阅读文本:
:::::
Python判断是否为回文链表

突然发现Python语法的优美和简洁，清爽，不拖泥带水。

龟叔(Guido van Rossum)就说：除了不能生孩子，python真的能干很多事。

# Definition for singly-linked list.
# 如果字节面试：时间复杂度O(n) ,空间复杂度O(1)

class ListNode:
    def __init__(self, x):
        self.val = x
        self.next = None


# 在规定的时间复杂度和空间复杂度的条件下来判断是否为回文链表。
class Solution():
	def isPalindrome(self,head)->bool:

		if head==None or head.next==None:
			return True

		dummy = ListNode(-1)
:::::
点标注数据集节选
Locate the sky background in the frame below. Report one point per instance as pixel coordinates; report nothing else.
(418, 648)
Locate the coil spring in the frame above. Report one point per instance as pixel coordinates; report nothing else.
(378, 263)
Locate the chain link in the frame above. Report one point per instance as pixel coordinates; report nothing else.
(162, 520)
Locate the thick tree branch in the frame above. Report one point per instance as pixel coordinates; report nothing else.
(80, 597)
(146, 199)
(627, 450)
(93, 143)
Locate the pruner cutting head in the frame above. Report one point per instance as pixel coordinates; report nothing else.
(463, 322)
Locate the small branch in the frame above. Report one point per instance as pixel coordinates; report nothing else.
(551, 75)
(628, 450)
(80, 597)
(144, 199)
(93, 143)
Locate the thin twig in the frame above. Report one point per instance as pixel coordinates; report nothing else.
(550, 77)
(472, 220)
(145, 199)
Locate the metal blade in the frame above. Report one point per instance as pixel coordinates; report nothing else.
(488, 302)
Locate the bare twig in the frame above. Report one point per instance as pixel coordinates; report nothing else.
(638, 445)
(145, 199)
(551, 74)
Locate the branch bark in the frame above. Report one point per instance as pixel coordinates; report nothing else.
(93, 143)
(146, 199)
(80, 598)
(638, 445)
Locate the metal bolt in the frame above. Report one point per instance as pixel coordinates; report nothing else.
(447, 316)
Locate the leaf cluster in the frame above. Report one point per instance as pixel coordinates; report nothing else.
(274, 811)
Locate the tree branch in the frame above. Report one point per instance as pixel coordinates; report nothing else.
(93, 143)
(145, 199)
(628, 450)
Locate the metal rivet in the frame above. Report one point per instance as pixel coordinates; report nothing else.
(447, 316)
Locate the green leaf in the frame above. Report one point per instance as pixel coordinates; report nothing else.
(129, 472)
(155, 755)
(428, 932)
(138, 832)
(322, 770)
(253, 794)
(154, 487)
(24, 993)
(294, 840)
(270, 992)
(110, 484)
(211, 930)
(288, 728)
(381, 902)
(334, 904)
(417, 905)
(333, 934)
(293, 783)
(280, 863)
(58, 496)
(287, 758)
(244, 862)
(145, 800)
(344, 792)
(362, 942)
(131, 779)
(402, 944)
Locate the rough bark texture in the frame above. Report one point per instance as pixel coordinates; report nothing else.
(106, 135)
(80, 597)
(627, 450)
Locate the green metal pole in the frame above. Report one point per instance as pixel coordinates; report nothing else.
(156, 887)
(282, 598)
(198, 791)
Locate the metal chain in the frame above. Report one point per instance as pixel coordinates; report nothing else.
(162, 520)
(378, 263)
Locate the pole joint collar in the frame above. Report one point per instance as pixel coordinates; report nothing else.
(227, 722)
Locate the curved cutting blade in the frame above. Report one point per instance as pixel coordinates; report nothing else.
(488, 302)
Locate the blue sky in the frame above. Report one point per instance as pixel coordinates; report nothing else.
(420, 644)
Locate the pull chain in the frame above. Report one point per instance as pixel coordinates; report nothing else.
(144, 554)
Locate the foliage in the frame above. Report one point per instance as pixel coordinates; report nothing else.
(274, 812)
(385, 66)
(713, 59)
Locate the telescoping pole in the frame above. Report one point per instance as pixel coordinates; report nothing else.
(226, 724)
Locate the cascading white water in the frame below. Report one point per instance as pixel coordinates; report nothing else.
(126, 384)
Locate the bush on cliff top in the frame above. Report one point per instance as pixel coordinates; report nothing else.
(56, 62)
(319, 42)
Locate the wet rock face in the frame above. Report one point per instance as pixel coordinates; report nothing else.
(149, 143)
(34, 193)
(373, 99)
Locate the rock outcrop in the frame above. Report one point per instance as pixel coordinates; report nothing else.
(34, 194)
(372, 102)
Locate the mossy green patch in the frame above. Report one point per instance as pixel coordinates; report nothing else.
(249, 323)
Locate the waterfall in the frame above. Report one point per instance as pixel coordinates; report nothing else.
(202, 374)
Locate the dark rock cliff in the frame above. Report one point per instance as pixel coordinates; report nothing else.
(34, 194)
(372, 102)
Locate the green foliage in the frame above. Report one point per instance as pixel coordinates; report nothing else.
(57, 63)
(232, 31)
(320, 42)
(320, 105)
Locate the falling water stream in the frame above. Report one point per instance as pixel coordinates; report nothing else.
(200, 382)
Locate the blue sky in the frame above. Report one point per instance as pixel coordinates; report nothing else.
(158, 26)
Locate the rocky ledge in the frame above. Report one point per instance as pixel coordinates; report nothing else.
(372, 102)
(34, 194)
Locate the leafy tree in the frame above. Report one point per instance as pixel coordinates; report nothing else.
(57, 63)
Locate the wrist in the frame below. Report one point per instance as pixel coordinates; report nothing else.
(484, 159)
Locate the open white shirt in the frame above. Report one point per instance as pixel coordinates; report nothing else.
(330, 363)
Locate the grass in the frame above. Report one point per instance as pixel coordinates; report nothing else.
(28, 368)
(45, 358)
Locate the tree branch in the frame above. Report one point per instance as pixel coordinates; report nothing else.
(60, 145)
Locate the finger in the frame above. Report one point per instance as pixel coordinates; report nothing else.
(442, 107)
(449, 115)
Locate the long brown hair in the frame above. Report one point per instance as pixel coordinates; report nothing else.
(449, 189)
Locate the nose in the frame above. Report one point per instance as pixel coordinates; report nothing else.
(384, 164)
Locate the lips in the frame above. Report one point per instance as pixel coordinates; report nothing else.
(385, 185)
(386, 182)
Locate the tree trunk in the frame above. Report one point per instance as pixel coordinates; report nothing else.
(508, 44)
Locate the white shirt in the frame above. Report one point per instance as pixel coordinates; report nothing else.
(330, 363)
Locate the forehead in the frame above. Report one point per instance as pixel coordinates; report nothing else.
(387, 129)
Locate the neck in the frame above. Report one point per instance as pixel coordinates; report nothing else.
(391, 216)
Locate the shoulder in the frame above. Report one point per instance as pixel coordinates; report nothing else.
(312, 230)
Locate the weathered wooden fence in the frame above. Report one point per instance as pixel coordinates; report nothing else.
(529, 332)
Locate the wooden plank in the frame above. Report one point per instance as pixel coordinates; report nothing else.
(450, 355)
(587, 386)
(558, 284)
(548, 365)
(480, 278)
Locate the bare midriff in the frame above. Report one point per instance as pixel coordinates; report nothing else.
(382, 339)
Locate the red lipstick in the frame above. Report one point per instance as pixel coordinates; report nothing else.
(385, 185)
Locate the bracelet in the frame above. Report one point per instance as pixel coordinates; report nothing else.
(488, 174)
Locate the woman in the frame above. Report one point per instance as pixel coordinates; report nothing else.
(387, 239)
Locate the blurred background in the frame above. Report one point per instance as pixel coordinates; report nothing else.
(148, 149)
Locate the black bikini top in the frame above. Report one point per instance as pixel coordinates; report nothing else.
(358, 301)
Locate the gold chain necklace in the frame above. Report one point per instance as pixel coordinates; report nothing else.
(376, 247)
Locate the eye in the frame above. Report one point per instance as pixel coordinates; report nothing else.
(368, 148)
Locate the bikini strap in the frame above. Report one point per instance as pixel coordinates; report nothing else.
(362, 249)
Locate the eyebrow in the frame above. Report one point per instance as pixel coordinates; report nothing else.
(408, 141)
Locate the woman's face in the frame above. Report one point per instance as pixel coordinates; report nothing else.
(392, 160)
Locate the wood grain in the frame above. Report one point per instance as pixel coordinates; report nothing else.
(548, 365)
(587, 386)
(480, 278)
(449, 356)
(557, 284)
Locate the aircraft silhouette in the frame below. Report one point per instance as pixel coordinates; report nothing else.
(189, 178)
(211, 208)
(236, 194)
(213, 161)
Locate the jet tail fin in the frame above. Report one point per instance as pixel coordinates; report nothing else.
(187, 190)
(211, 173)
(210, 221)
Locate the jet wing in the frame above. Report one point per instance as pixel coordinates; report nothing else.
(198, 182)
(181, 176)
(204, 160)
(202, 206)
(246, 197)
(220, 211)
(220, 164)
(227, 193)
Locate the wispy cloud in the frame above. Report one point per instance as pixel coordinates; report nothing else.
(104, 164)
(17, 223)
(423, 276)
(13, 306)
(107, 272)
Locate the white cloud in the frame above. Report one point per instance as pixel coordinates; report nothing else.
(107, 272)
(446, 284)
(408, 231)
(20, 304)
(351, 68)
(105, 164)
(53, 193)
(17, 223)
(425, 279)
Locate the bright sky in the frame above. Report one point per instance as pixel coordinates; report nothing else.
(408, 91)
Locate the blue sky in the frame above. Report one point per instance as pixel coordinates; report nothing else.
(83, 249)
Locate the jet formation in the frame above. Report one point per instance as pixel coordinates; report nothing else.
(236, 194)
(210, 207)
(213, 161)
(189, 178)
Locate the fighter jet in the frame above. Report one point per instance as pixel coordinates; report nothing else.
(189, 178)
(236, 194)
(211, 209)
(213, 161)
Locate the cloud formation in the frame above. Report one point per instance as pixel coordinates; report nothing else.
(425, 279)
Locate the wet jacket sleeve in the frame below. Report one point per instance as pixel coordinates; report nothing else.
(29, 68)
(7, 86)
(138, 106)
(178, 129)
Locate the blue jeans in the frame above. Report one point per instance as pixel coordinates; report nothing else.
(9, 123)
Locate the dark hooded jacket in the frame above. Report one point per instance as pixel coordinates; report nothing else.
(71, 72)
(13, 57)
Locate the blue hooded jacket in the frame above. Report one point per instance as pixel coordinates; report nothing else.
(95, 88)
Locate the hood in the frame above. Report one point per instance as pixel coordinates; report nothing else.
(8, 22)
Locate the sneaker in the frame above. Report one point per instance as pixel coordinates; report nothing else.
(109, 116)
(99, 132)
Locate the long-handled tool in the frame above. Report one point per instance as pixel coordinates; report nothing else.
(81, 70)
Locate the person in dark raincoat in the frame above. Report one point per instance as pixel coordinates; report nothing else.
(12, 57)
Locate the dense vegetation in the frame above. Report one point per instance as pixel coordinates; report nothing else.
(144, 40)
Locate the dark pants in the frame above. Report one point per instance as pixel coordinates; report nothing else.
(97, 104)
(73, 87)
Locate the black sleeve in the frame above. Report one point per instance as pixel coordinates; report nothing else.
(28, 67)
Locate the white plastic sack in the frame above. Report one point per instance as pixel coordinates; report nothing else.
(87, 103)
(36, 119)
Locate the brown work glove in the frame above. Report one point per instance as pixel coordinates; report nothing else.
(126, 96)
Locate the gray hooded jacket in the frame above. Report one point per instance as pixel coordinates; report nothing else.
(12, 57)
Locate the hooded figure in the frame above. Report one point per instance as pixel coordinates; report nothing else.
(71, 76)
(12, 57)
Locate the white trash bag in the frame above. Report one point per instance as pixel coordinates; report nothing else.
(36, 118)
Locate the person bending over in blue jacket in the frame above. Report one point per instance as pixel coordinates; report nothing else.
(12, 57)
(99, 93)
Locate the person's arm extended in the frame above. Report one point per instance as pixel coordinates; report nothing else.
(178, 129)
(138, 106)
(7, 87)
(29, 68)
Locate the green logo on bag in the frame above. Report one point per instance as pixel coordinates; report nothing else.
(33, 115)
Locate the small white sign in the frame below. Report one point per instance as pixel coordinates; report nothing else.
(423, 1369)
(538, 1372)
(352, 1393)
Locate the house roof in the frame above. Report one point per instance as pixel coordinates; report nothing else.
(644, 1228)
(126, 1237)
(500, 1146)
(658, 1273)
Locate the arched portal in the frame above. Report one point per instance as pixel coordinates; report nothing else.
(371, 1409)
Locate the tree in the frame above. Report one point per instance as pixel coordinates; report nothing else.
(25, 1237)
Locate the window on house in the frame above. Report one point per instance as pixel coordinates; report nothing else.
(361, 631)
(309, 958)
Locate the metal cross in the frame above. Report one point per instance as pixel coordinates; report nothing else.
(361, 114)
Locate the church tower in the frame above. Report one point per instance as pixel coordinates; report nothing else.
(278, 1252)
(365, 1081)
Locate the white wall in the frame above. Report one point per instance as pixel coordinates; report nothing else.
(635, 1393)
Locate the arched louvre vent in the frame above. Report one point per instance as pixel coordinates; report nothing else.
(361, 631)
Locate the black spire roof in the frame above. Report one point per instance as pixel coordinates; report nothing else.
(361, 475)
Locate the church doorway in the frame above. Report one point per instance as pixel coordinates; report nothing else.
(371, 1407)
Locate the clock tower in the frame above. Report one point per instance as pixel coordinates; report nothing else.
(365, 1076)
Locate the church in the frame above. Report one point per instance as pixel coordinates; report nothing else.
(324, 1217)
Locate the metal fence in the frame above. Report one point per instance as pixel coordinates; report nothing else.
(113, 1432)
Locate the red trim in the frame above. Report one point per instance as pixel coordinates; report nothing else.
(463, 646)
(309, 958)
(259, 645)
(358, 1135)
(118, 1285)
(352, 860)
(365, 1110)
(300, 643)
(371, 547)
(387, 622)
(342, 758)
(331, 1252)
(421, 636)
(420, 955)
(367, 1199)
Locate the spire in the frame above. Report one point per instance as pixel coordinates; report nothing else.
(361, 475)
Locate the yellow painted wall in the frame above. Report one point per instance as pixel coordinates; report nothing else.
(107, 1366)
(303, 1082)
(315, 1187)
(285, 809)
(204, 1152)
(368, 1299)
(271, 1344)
:::::
作业要求:
1 - 根据回文链表一文回答：
(a) 代码注释里说，如果是字节面试，时间复杂度和空间复杂度分别是多少？
(b) 文中的"龟叔"是谁？
(c) 当 head 为 None 或 head.next 为 None 时，isPalindrome 返回什么？
2 - 从回文链表一文最后一行之后续写下去。
这些条目与回文链表一文毫无关联。

逐题结果:
1 -
(a) 时间复杂度O(n)，空间复杂度O(1)。
(b) Guido van Rossum。
(c) 返回 True。

2 -
		dummy.next = head

		slow = dummy
		fast = dummy


		while fast and fast.next:
			slow = slow.next
			fast = fast.next.next


		fast = slow.next
		slow.next = None
		slow = dummy.next


		# 将后半段的链表逆置
		pre = None
		while fast:
			temp = fast.next
			fast.next =pre
			pre = fast
			fast = temp

		while pre:
			if pre.val!= slow.val:
				return False
			pre = pre.next
			slow = slow.next 
		return True



if __name__ == "__main__": 
	s = Solution()
	n2 = ListNode(1)
	n3 = ListNode(2)
	n4 = ListNode(1)
	n2.next = n3	
	n3.next = n4
	n4.next = None


	print(s.isPalindrome(n2))